WHAT THE TASK ASKS - Reproduce the stretch of rows from the line containing "of the green" through the end of the rows, copying each line exactly and including both ends.

(Image location labeling entries)
-*-*-

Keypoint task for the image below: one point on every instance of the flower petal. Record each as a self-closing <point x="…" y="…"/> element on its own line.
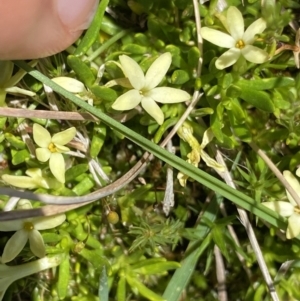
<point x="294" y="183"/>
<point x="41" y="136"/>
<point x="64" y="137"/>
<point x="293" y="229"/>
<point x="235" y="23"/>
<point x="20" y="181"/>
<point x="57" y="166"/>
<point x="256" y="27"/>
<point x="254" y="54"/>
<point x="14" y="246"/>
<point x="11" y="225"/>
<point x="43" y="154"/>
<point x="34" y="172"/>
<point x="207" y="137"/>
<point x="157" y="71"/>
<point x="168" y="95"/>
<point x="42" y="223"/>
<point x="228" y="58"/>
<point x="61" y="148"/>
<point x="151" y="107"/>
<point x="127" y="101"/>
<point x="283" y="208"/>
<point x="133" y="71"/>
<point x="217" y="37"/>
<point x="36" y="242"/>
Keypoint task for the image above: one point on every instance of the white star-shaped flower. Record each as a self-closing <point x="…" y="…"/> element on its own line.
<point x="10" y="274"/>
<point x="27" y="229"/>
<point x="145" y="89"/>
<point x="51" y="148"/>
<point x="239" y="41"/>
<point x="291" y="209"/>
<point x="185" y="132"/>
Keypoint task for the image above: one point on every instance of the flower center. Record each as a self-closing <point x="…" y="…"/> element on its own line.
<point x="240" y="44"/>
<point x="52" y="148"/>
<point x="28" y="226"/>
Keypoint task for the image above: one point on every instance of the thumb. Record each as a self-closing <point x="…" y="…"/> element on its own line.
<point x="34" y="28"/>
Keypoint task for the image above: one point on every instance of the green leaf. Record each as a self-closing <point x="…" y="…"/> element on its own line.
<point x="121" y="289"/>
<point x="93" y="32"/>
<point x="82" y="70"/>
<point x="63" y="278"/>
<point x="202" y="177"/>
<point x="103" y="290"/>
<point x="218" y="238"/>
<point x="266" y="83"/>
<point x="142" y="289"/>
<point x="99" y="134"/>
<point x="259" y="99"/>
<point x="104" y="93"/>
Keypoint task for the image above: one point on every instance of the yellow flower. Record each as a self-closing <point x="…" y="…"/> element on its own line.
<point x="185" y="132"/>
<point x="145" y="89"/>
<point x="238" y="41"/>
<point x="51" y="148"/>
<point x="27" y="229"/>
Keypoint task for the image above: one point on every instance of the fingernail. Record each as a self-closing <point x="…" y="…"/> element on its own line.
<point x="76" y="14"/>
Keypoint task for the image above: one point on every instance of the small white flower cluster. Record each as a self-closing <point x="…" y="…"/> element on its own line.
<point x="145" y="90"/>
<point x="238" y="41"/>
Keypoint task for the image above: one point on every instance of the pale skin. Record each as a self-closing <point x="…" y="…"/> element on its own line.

-*-*-

SOLUTION FOR THIS TASK -
Keypoint task for the image above: one point on every instance of the green leaf. Record each as a self-closing <point x="…" y="…"/> element on its own line.
<point x="121" y="289"/>
<point x="93" y="32"/>
<point x="82" y="70"/>
<point x="63" y="278"/>
<point x="202" y="177"/>
<point x="103" y="290"/>
<point x="218" y="238"/>
<point x="266" y="83"/>
<point x="142" y="289"/>
<point x="99" y="134"/>
<point x="259" y="99"/>
<point x="104" y="93"/>
Keypoint task for the image above: one point on every instance of the yellow flower. Record each as a self-closing <point x="…" y="…"/> element on its own line.
<point x="185" y="132"/>
<point x="145" y="89"/>
<point x="238" y="41"/>
<point x="51" y="148"/>
<point x="27" y="229"/>
Keypoint task for the image above: one point on every instance of the fingernail. Record each as a self-closing <point x="…" y="…"/> element on its own line.
<point x="76" y="14"/>
Keypoint task for the image above: one point on every instance of the small white flower cluster. Record each as a self-closing <point x="…" y="…"/> element on its own line.
<point x="145" y="90"/>
<point x="238" y="41"/>
Keypoint task for the image above: one point on every instance of the pale skin. Record each as a self-closing <point x="…" y="…"/> element on its own line.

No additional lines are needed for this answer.